» Problem statement
What is needed here is a verbatim copy of the records that follow.

Source records:
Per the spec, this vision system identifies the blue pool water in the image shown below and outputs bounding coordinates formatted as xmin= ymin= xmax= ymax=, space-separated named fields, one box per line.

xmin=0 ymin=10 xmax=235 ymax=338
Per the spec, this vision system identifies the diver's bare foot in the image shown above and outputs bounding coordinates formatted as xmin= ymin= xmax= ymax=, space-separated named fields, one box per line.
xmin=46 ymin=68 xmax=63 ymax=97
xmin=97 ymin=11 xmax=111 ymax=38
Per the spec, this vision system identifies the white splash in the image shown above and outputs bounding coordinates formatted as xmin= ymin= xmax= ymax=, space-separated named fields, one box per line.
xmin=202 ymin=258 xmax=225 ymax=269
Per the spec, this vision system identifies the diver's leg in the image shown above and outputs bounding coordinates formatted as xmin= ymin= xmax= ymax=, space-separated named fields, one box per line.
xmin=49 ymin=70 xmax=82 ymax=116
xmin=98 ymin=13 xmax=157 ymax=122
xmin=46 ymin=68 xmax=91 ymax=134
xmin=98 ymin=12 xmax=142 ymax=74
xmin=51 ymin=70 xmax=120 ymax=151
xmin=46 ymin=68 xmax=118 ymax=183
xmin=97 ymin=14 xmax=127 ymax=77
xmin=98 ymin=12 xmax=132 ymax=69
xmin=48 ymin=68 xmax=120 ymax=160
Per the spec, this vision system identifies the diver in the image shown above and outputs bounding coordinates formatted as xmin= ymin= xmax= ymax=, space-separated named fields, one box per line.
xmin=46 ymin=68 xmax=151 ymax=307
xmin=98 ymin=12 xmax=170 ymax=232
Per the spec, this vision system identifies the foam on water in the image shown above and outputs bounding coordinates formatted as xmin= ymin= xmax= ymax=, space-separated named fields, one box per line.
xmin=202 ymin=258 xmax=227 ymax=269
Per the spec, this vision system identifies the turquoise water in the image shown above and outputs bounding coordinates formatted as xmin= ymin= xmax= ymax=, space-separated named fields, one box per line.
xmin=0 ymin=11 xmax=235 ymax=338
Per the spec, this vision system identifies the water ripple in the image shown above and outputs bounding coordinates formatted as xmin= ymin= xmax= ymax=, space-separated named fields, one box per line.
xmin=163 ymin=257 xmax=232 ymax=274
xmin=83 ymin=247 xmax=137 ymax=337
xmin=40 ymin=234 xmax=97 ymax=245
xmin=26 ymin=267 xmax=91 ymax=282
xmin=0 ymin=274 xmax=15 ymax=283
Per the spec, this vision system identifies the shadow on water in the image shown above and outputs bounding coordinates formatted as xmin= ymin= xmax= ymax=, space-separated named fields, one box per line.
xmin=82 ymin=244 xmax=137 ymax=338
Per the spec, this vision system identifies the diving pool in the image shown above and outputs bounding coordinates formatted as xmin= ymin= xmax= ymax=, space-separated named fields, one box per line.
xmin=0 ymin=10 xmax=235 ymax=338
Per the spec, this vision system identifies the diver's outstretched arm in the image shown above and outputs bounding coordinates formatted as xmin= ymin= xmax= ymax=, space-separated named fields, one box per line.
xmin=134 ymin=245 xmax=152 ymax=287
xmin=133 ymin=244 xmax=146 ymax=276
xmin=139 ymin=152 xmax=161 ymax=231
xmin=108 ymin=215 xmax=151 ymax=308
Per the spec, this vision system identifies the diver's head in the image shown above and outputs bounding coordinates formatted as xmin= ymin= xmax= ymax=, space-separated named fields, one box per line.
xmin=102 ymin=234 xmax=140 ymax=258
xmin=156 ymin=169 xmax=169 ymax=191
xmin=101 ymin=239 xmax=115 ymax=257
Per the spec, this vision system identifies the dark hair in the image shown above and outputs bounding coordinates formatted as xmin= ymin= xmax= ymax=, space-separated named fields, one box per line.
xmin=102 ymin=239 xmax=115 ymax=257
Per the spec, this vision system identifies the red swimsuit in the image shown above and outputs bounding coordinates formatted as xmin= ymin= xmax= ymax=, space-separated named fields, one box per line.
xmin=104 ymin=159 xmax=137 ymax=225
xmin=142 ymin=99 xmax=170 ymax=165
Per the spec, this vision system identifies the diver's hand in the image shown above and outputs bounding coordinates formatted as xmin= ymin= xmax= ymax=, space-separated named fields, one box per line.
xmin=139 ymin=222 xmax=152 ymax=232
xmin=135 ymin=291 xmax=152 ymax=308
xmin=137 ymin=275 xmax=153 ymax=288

» Result of this task
Per the spec, this vision system identifies the blue pool water in the image shown below and outputs bounding coordinates formatted as xmin= ymin= xmax= ymax=, space-separated named fields, one box per line.

xmin=0 ymin=10 xmax=235 ymax=338
Per the spec, this vision system identifies the diver's bare foot in the image shown above and outputs bounding coordinates formatted as xmin= ymin= xmax= ymax=, space-separated named fields, one box per line.
xmin=46 ymin=68 xmax=63 ymax=97
xmin=97 ymin=11 xmax=111 ymax=38
Per the spec, this vision system identifies the white splash in the image shown above and outputs bounding coordinates formatted as xmin= ymin= xmax= ymax=, space-separated named fields, one box per line.
xmin=202 ymin=258 xmax=225 ymax=269
Per the spec, this vision system identifies the diver's leg in the image shown above and outputs bounding coordinates formatted as xmin= ymin= xmax= ymax=, space-separated named fields, one box per line.
xmin=49 ymin=70 xmax=82 ymax=116
xmin=98 ymin=13 xmax=157 ymax=122
xmin=46 ymin=68 xmax=91 ymax=134
xmin=98 ymin=12 xmax=142 ymax=74
xmin=51 ymin=70 xmax=120 ymax=151
xmin=46 ymin=68 xmax=118 ymax=183
xmin=97 ymin=14 xmax=127 ymax=77
xmin=98 ymin=12 xmax=132 ymax=69
xmin=48 ymin=68 xmax=120 ymax=160
Per the spec, this vision system identifies the diver in the image shown above and outputs bounding coordinates formatted as xmin= ymin= xmax= ymax=, space-separated named fields, one box per line.
xmin=46 ymin=68 xmax=151 ymax=307
xmin=98 ymin=12 xmax=170 ymax=232
Per the spec, this vision system identifies the foam on water in the image shown above and outputs bounding coordinates formatted as xmin= ymin= xmax= ymax=, space-separated named fields, one box per line.
xmin=202 ymin=258 xmax=227 ymax=269
Per the spec, this vision system identifies the turquoise water in the image shown above and outputs bounding coordinates formatted as xmin= ymin= xmax= ymax=, space-separated named fields, one box per line.
xmin=0 ymin=11 xmax=235 ymax=338
Per the spec, this vision system identifies the water ripple in the image shown above and outputs bounding coordinates formatted as xmin= ymin= xmax= ymax=, space-separated named fields, one box per line.
xmin=163 ymin=257 xmax=232 ymax=274
xmin=83 ymin=247 xmax=137 ymax=337
xmin=40 ymin=234 xmax=97 ymax=245
xmin=26 ymin=267 xmax=91 ymax=282
xmin=0 ymin=274 xmax=15 ymax=283
Per the spec, this vision system identifies the shadow on water in the image shown above and outputs bounding coordinates formatted as xmin= ymin= xmax= ymax=, space-separated named fields, one box per line.
xmin=82 ymin=244 xmax=137 ymax=338
Per the spec, this vision system identifies the diving pool in the image shown above and outputs bounding coordinates formatted as xmin= ymin= xmax= ymax=, space-separated named fields, one box per line.
xmin=0 ymin=10 xmax=235 ymax=338
Per the spec, this vision system identifies the diver's outstretched arm in the image shown above and outputs bounding coordinates formatted as xmin= ymin= xmax= ymax=, space-separated named fields, one box per line.
xmin=134 ymin=245 xmax=152 ymax=287
xmin=133 ymin=244 xmax=146 ymax=276
xmin=139 ymin=152 xmax=161 ymax=231
xmin=108 ymin=215 xmax=151 ymax=308
Per the spec, this vision system identifies the diver's head in the image shown above and outputs bounding coordinates formatted as xmin= ymin= xmax= ymax=, space-separated named fields, one box per line.
xmin=102 ymin=234 xmax=140 ymax=258
xmin=156 ymin=169 xmax=169 ymax=191
xmin=101 ymin=239 xmax=115 ymax=257
Per the spec, this vision system identifies the dark hair in the image shown above and outputs bounding coordinates formatted as xmin= ymin= xmax= ymax=, space-separated named fields, one box per line.
xmin=102 ymin=239 xmax=115 ymax=257
Per the spec, this vision system identifies the red swimsuit in the image shown above and outputs bounding coordinates formatted as xmin= ymin= xmax= ymax=, space-separated named fields, one box per line.
xmin=104 ymin=159 xmax=137 ymax=225
xmin=142 ymin=99 xmax=170 ymax=165
Per the spec, this vision system identifies the diver's hand in the image shown above and outputs bounding coordinates formatted as xmin= ymin= xmax= ymax=, space-separated named fields, one box per line.
xmin=139 ymin=222 xmax=152 ymax=232
xmin=135 ymin=291 xmax=152 ymax=308
xmin=137 ymin=275 xmax=153 ymax=288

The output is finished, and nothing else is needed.